(Stored entries)
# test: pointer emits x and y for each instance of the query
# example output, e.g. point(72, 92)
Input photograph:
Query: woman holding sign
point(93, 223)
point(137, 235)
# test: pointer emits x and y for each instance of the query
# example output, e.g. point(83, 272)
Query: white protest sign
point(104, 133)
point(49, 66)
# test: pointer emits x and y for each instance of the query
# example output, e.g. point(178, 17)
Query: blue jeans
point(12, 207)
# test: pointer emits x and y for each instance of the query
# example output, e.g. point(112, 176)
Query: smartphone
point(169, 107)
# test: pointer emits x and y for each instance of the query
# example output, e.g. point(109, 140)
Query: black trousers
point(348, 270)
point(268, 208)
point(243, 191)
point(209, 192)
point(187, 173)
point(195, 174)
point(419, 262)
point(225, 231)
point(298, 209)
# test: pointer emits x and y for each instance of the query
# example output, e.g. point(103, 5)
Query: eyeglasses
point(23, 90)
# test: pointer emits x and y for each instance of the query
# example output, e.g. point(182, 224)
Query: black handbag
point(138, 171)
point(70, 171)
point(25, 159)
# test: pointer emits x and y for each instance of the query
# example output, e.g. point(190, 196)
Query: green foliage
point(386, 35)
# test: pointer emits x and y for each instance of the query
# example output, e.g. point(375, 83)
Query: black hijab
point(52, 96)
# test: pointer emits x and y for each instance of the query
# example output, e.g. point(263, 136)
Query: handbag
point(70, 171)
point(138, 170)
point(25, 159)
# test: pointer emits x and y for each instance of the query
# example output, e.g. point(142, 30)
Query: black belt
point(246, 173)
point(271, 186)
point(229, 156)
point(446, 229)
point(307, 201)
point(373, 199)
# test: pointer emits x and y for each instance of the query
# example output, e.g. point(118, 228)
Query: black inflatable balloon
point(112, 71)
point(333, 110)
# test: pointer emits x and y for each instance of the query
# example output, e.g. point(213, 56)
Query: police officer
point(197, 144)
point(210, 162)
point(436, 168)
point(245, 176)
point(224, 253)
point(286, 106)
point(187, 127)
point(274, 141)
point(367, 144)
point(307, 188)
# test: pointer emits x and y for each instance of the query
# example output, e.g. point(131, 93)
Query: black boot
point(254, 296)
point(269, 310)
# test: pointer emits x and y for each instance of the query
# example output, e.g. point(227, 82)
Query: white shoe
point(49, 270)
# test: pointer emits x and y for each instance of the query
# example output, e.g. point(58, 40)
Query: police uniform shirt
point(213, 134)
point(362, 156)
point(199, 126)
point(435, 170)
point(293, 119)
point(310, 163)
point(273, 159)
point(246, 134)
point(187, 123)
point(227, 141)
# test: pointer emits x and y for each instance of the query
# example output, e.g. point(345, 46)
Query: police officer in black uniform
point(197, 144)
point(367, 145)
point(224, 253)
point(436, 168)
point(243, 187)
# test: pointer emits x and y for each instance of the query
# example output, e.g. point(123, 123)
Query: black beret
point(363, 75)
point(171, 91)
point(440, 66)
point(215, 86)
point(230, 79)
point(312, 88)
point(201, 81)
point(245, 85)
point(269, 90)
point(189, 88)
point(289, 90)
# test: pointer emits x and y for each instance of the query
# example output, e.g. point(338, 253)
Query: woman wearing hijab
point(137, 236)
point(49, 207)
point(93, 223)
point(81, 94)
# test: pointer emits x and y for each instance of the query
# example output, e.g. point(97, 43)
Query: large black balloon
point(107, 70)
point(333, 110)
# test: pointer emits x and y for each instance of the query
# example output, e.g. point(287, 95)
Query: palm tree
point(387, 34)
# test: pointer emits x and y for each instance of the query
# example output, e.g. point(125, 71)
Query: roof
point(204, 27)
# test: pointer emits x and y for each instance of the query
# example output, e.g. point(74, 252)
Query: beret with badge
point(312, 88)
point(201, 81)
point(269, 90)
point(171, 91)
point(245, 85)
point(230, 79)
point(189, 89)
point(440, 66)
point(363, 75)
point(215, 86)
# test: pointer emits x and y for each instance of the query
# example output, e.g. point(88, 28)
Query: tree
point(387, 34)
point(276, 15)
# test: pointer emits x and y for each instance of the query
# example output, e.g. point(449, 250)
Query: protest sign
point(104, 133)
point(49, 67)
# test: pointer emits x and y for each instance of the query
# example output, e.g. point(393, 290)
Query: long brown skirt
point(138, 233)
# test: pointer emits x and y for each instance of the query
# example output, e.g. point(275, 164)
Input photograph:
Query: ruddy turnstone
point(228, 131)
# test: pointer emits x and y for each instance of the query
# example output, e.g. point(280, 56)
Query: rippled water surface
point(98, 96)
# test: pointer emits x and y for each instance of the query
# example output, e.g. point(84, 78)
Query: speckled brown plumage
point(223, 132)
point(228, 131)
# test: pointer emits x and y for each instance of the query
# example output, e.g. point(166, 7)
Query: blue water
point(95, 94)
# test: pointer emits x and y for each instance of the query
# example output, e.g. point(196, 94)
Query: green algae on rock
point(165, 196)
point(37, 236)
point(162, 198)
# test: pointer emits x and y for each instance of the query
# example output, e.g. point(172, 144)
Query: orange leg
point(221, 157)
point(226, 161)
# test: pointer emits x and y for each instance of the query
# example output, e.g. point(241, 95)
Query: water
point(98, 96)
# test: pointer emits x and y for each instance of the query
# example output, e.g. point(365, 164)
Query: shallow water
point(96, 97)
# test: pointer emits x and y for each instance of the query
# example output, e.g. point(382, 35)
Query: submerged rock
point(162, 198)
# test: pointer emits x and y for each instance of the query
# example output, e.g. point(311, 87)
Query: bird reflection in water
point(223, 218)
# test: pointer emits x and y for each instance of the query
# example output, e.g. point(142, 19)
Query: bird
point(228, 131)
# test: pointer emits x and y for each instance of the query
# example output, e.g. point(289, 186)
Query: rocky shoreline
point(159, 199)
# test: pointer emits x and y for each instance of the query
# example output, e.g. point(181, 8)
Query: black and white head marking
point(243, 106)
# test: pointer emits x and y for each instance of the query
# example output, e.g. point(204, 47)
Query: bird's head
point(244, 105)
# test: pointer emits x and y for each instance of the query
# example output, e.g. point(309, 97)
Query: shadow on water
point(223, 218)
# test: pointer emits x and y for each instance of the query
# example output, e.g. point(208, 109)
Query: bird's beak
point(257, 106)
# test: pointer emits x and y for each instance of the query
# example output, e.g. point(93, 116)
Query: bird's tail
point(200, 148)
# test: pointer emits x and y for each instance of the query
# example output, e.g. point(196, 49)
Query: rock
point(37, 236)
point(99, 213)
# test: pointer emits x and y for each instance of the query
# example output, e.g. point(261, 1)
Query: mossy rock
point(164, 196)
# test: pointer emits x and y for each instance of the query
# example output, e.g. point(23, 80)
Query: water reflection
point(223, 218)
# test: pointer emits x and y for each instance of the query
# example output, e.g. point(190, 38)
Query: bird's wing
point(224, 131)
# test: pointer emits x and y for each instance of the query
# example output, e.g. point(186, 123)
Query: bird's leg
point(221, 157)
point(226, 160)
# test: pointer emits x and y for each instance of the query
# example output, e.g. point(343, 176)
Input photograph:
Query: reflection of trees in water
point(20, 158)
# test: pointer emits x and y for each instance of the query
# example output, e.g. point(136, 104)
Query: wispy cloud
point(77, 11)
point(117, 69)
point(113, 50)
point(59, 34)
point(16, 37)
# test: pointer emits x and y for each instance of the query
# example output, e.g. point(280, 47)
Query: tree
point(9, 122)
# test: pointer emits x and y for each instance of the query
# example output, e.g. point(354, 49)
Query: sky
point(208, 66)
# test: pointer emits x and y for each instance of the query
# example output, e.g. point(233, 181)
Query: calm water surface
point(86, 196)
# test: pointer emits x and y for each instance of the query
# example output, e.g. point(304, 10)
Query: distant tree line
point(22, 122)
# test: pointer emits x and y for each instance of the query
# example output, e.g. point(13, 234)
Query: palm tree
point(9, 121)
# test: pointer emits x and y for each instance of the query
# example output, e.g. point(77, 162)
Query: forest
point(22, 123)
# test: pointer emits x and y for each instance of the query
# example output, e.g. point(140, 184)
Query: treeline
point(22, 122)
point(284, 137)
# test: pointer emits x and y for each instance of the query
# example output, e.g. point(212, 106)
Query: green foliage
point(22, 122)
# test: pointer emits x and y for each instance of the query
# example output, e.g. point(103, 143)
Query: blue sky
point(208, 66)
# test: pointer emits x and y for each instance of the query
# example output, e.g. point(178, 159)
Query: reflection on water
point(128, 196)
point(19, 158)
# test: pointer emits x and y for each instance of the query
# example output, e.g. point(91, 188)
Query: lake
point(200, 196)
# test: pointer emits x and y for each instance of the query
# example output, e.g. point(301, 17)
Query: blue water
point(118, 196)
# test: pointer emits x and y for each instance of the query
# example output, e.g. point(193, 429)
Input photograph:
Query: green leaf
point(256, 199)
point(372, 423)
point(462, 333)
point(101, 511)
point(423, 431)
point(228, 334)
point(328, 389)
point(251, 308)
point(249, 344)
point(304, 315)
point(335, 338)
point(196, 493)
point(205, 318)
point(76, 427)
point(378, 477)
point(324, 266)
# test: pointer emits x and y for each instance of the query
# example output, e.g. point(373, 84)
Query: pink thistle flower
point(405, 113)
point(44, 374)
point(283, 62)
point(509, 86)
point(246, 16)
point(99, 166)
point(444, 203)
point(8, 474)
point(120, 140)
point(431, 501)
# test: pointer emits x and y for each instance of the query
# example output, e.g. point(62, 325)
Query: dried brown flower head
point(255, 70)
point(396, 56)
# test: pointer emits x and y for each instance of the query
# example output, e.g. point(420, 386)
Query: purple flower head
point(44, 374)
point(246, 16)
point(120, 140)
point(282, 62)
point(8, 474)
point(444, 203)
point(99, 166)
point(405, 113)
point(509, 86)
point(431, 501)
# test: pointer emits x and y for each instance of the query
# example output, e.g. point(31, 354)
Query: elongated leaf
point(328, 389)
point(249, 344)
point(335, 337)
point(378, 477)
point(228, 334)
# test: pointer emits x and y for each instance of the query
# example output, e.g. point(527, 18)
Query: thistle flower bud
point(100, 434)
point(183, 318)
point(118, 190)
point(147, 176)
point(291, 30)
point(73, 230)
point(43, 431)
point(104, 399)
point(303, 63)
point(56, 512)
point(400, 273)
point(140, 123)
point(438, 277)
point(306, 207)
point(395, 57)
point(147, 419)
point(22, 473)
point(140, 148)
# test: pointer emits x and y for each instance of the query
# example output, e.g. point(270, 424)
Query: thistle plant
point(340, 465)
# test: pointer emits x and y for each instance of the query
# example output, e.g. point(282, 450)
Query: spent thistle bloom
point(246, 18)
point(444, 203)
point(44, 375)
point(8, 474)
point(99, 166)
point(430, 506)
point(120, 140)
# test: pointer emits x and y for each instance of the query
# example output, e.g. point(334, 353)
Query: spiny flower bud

Exercise goal
Turn the material, starting with its first line and going on through the line with "point(298, 209)", into a JSON list of strings, one string per line, with blank lines left out.

Full solution
[
  "# test: pointer emits x and y for each instance of the query",
  "# example output, e.g. point(72, 92)",
  "Input photograph:",
  "Query: woman holding sign",
  "point(93, 223)",
  "point(137, 235)",
  "# test: pointer emits x and y for each instance of the query",
  "# example output, e.g. point(83, 272)",
  "Query: white protest sign",
  "point(104, 133)",
  "point(49, 66)",
  "# test: pointer emits x and y for each instance of the query",
  "# example output, e.g. point(178, 17)",
  "Query: blue jeans",
  "point(12, 207)",
  "# test: pointer emits x and y for each instance of the query",
  "# example output, e.g. point(112, 176)",
  "Query: smartphone",
  "point(169, 107)",
  "# test: pointer emits x and y for each instance of the query",
  "# example output, e.g. point(109, 140)",
  "Query: black trousers",
  "point(348, 270)",
  "point(268, 208)",
  "point(243, 191)",
  "point(209, 192)",
  "point(187, 173)",
  "point(195, 174)",
  "point(419, 262)",
  "point(225, 231)",
  "point(298, 209)"
]